Provided entries:

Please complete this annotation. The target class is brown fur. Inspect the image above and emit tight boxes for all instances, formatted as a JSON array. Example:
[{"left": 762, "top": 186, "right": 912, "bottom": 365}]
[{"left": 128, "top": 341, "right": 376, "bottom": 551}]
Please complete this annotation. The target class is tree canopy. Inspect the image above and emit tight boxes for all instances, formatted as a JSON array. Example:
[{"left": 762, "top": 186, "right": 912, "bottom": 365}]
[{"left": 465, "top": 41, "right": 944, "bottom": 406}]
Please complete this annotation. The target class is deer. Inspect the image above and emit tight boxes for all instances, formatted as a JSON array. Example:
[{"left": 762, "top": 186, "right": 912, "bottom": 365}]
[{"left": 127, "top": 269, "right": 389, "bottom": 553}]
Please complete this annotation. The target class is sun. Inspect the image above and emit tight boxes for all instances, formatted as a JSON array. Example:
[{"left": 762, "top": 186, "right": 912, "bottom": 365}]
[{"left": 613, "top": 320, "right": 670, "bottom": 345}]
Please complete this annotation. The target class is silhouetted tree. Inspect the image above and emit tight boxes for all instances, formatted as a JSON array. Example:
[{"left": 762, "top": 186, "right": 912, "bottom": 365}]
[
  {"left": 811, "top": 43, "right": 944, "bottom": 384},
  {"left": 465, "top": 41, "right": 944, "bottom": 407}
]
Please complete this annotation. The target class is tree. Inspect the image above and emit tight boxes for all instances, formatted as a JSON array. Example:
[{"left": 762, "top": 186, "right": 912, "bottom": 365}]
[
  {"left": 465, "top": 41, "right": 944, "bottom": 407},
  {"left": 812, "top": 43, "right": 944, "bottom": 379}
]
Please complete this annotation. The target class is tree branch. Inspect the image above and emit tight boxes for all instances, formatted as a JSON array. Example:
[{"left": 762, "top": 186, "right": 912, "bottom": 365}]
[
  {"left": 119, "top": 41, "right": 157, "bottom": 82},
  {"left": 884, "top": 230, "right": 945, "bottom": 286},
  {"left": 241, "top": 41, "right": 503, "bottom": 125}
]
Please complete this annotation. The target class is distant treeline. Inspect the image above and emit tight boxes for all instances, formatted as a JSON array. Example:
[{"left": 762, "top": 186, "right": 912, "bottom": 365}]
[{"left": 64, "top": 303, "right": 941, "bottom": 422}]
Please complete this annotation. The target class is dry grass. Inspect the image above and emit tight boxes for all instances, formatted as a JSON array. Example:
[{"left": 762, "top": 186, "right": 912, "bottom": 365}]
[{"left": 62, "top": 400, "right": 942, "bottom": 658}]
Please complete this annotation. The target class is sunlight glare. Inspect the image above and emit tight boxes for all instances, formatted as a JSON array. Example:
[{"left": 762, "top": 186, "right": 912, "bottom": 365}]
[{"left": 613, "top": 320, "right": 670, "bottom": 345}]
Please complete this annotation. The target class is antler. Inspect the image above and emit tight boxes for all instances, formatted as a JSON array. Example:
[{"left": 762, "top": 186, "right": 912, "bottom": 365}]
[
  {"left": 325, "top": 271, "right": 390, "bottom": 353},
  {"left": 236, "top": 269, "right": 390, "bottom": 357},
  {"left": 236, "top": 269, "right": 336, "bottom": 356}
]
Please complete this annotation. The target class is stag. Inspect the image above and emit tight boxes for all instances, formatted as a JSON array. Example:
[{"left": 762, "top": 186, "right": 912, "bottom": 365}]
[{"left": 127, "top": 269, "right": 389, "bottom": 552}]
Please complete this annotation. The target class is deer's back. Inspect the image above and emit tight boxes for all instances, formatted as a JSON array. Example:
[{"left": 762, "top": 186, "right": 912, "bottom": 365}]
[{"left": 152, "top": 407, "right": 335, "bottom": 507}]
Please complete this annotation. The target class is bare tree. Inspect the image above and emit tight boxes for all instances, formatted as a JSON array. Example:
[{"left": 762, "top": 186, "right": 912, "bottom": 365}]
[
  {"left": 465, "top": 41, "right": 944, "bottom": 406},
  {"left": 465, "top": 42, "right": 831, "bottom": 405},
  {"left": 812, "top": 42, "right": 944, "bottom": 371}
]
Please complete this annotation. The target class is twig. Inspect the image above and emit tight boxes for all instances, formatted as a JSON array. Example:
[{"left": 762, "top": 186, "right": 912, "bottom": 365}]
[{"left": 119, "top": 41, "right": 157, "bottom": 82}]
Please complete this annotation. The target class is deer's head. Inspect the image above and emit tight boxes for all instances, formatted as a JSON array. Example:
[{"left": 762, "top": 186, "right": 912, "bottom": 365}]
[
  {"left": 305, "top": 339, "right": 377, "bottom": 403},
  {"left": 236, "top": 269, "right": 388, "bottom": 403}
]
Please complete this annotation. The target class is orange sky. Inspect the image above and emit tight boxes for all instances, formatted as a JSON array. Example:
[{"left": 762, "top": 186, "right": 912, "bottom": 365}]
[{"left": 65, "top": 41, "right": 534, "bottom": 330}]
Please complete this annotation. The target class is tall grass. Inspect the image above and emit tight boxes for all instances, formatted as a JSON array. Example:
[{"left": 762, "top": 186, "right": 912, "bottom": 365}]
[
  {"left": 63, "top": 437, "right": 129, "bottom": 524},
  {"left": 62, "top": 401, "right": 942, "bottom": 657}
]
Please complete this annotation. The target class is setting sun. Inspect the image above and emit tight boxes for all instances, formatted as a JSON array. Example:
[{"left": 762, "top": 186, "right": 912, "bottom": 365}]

Exercise description:
Search the entries above for lines containing the word "grass", and copy each one.

Exercise answer:
Please complete this annotation. The target class is dry grass. Inspect the image above and emit tight boxes for all instances, formatted as a JSON array. Example:
Please complete this annotation. The target class is tall grass. Inspect the image above and emit tight boxes for all instances, formatted as a JSON array. Example:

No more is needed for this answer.